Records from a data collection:
-------

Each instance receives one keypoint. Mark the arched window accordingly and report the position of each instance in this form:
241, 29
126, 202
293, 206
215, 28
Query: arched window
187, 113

-------

_Exercise_
Repeat all of the data exactly. Include every line.

_The completed task_
Each instance receives one keypoint. Mark the arched window accordingly and report the position of each instance in this form:
241, 29
126, 202
293, 206
215, 28
Query: arched window
187, 113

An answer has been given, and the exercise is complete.